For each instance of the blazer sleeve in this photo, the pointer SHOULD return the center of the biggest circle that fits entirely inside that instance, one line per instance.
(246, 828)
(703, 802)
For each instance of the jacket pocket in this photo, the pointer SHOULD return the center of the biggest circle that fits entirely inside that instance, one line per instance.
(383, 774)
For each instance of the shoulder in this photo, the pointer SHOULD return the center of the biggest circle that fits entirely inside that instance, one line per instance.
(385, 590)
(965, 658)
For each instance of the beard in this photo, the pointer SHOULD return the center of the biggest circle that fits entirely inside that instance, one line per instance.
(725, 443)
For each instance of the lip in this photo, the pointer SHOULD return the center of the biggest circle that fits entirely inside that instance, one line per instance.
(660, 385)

..........

Retype every line of the data, keeping each one exactly as it is.

## Solved exercise
For each instance of the blazer sleeve in this photo, the pointer SHOULD return the center of the biggest circle that fits entirely inside that instance, one line per instance.
(246, 828)
(703, 802)
For each instance of the jacket pocket in this photo, the pointer SHOULD return the center of the biggest circle that fits entirely inside that instance, one line per instance.
(383, 774)
For each instance of the shoulder in this photo, the pointer SHOULD return the center of the biggest circle that fits entirely inside that instance, one line per instance.
(385, 590)
(965, 658)
For each instance of the beard in this photo, the pointer SHOULD return the center of the biggest circle that fits entirely inside that instance, one line per instance.
(725, 443)
For each instance of the lip in this photo, the pointer SHOULD return the center of the biggest circle that fits entirely inside that instance, one line per instance.
(660, 385)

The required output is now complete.